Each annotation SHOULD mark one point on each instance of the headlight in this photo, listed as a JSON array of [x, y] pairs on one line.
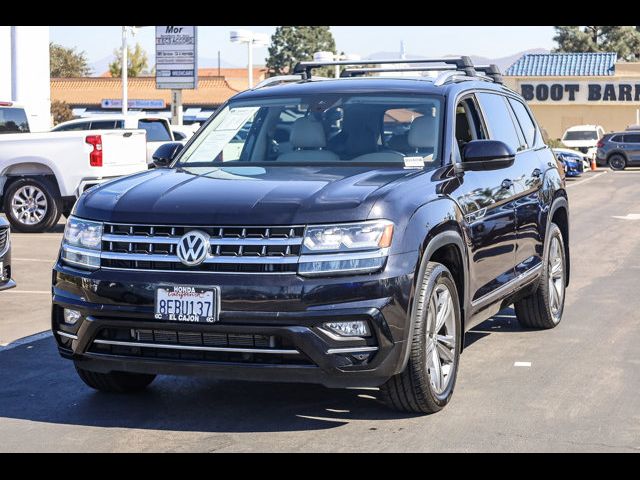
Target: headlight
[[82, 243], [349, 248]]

---

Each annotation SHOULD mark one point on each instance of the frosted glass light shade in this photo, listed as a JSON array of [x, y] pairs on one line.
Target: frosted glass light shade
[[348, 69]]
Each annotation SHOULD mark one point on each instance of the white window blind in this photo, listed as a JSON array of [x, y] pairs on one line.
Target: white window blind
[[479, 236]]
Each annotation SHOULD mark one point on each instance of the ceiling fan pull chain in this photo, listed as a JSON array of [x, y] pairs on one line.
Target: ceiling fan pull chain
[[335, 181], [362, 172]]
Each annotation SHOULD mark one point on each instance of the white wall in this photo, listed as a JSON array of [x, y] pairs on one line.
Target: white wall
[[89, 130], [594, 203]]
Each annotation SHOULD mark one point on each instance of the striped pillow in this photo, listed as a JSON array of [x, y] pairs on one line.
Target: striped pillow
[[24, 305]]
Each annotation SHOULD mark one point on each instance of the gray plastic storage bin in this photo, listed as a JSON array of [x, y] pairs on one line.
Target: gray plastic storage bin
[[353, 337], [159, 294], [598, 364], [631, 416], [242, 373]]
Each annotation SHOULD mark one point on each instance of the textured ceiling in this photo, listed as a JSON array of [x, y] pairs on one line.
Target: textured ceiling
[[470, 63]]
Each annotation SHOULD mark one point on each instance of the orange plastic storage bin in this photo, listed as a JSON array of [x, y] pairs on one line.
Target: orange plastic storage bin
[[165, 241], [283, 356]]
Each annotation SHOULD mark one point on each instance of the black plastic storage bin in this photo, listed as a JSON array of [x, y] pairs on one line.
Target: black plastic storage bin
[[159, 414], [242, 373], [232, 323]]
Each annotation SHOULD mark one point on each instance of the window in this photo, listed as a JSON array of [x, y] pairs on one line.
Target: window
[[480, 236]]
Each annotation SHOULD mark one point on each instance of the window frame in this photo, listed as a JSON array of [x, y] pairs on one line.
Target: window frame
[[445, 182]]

---

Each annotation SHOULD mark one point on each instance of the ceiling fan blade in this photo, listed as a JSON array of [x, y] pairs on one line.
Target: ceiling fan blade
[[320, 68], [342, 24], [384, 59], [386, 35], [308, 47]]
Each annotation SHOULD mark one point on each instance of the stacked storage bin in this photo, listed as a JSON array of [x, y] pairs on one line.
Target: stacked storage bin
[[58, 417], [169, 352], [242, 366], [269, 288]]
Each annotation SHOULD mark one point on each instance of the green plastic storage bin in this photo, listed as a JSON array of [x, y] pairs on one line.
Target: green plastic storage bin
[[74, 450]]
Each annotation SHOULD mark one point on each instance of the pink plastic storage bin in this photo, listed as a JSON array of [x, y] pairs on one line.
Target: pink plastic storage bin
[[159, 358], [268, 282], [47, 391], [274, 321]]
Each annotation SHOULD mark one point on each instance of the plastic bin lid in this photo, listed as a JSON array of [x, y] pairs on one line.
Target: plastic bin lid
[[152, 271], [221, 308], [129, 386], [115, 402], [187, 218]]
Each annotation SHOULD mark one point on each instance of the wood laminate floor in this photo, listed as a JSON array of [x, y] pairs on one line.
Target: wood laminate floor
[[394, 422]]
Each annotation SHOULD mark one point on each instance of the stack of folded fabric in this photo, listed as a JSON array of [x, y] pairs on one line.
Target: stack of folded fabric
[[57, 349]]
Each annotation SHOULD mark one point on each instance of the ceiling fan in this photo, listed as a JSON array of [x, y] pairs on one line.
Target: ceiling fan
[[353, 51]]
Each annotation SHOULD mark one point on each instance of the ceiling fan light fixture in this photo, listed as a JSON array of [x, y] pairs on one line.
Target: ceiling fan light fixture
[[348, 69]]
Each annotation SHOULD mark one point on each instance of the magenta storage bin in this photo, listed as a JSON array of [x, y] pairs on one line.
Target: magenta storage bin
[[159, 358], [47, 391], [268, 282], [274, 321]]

◆ To do: Retype, word for word, the lines running from the line containing "of the stacked" up to and including the line containing "[[159, 358], [268, 282], [47, 391], [274, 321]]".

◆ Expected output:
Each annotation SHOULD mark one point on each instance of the stacked storage bin in this photo, listed as a JSON array of [x, y] pairs on one line.
Target: stacked storage bin
[[58, 417], [169, 352], [242, 366], [269, 288]]
Each annotation SHOULD mark one point on each instance of the green plastic storage bin in this photo, listed as a JSON array of [x, y] pairs on one line.
Target: green plastic storage bin
[[74, 450]]
Each annotation SHOULD mark one point on each instance of the pink plastic storage bin in this photo, listed as a JSON array of [x, y] pairs on one line.
Target: pink plastic storage bin
[[159, 358], [268, 282], [47, 391], [274, 321]]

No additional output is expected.